▶ _The problem_
Retype the following records line for line, keeping every character the same.

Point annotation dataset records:
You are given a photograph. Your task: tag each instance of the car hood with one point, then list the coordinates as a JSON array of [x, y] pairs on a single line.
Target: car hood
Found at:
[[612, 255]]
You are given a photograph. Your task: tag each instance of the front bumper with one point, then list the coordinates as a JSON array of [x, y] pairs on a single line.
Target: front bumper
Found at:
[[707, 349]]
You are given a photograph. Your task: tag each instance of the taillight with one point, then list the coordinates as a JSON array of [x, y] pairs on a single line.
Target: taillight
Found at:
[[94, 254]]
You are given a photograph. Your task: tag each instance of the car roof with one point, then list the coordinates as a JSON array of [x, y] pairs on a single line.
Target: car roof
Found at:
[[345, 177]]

▶ _Output of the task_
You are given a photograph. Your task: tag each instance of the car hood with one point, then list the coordinates as a JSON array of [x, y] pairs on a single line.
Target: car hood
Found at:
[[612, 255]]
You are given a photograph. Your task: tag each instance of the front bumper with one point, then list the coordinates as a JSON array of [x, y] pairs on a single line.
Target: front bumper
Found at:
[[707, 349]]
You are given a photograph. Your task: tag each instance of the taillight with one point, then list the coordinates as a JSON array of [x, y] pairs on a single line.
Target: taillight
Found at:
[[94, 254]]
You are given a photograph. Your task: tag each instance of the car roof with one point, then list the coordinates as a JSON array of [x, y] pairs on a single line.
Target: car roof
Found at:
[[345, 177]]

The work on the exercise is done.